Goal of the exercise: Check the records below line by line. Give the count of lines with "spire", and nothing else.

= Beginning of Section =

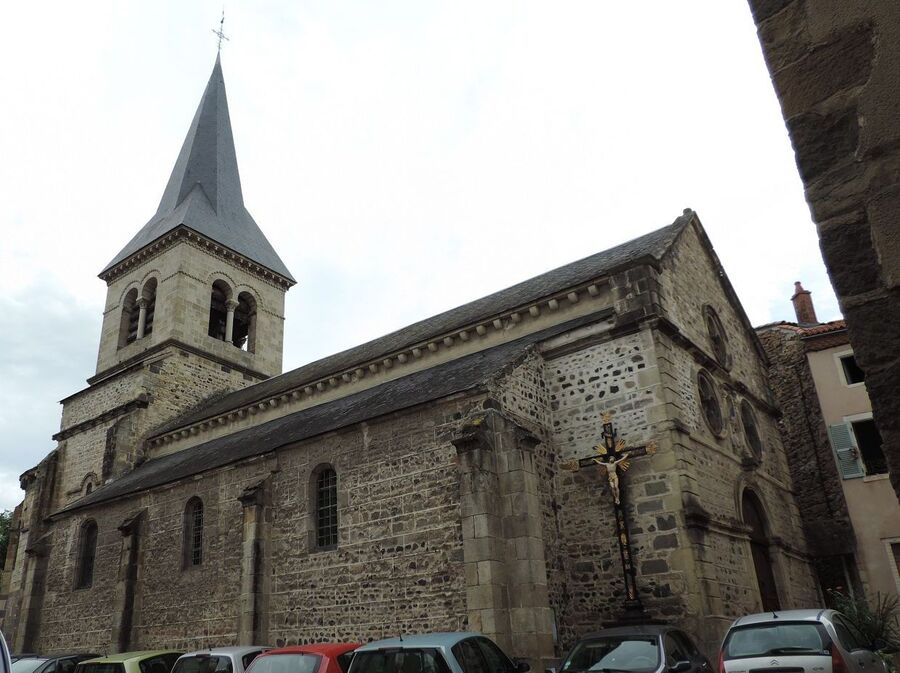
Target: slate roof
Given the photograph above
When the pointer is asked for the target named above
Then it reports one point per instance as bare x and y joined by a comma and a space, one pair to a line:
457, 376
204, 190
650, 246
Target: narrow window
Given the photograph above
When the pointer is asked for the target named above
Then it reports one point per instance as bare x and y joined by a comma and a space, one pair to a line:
218, 313
87, 550
148, 297
751, 430
129, 319
852, 372
193, 533
709, 402
244, 332
326, 508
868, 441
716, 335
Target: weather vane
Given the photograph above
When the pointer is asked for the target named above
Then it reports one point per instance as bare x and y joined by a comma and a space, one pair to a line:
221, 32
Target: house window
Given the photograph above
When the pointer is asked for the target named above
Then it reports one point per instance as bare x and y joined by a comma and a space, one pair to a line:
87, 551
326, 508
716, 335
751, 429
868, 441
852, 372
857, 447
193, 533
709, 402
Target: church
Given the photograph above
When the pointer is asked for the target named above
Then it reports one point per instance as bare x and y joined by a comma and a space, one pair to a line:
423, 481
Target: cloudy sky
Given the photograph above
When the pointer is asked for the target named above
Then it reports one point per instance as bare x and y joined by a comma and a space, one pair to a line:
403, 158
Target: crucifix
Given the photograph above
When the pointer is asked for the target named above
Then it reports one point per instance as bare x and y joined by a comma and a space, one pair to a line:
615, 457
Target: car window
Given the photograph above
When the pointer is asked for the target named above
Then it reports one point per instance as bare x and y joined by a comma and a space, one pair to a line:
344, 660
469, 657
625, 653
770, 638
203, 663
497, 662
287, 663
397, 660
27, 665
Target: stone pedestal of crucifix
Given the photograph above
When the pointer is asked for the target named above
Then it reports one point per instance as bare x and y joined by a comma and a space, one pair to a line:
615, 457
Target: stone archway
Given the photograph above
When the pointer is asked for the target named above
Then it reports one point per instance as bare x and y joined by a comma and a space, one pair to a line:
752, 512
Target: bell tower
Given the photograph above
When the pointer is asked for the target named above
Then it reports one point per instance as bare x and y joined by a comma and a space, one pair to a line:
200, 275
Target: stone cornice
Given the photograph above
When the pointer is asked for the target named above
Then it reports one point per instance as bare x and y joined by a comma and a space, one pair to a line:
142, 401
199, 241
514, 319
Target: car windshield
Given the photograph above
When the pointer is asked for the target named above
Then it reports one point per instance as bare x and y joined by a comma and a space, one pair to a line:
203, 663
614, 653
27, 665
763, 640
285, 663
399, 661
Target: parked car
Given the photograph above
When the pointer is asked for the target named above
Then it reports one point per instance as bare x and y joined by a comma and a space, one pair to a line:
642, 648
59, 663
435, 653
218, 660
320, 658
805, 641
146, 661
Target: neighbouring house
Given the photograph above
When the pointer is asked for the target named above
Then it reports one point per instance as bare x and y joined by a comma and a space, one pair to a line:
850, 512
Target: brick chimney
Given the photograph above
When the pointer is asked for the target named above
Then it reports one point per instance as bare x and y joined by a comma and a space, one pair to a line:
802, 299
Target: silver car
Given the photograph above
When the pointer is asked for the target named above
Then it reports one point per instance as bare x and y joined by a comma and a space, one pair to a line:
797, 641
218, 660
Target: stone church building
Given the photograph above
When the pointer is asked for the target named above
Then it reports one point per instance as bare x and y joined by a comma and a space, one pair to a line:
198, 496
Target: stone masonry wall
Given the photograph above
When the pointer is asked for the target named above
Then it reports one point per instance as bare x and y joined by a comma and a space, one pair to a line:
398, 566
834, 66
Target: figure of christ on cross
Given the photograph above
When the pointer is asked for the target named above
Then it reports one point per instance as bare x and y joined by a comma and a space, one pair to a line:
613, 455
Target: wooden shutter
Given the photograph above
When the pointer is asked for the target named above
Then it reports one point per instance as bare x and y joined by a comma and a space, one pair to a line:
845, 451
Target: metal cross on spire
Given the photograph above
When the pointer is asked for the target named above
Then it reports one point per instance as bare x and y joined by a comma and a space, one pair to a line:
221, 32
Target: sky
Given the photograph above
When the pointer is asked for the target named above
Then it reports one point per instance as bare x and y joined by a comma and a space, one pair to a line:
403, 157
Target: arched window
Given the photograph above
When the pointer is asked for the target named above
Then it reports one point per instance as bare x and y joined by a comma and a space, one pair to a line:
717, 338
129, 319
193, 533
751, 429
325, 507
752, 512
87, 551
244, 331
709, 402
218, 312
148, 300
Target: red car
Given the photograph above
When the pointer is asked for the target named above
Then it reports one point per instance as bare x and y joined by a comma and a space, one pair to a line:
319, 658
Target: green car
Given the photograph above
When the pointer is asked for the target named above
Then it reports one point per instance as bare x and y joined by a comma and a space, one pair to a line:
148, 661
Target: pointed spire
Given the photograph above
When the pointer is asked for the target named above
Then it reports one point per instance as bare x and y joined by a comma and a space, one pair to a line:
204, 190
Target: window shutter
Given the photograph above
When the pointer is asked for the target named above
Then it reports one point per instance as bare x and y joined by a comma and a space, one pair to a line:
845, 451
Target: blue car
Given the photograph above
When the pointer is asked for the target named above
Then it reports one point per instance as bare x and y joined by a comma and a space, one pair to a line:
435, 653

= End of Section =

Reply to the task: 2